======== WORKING DATA ========
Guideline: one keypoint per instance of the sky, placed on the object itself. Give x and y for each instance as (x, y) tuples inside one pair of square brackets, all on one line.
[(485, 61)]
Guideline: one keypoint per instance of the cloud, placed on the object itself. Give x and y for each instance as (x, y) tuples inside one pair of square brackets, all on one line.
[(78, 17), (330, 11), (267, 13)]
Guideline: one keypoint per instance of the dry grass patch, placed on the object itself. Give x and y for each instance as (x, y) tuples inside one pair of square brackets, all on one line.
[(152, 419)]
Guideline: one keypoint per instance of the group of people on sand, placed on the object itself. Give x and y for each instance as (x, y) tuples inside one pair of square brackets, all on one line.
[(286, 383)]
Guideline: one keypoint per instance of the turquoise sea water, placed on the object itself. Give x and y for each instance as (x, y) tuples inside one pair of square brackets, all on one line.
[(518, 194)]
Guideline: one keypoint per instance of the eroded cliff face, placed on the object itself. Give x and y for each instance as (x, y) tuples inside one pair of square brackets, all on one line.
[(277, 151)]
========
A word-for-word restatement of the records above from the line containing "Guideline: one keypoint per instance of the dry" to their final line is all the answer should hold.

Guideline: one keypoint per instance of the dry grass patch, placed on the object itself. Give x and y for each instance as (x, y) tuples inside one pair of square brackets, all on one line.
[(152, 419)]
Guideline: one keypoint per instance of the group of people on sand, placed on the object itself. Give x and y for each instance as (x, y) tuples inside one pair of square brackets, all on one line.
[(286, 383)]
Guideline: one keypoint per instance of the turquoise sea water, placed on the object itself. Give x and y for each instance as (x, y) tuples inside one pair of square brackets, all on one line.
[(518, 194)]
Guideline: one keypoint per instance of the eroded cliff face, placed on the object itself. Give x and y for each instance as (x, y) tuples inside one pair of square brackets, all on one line.
[(277, 151)]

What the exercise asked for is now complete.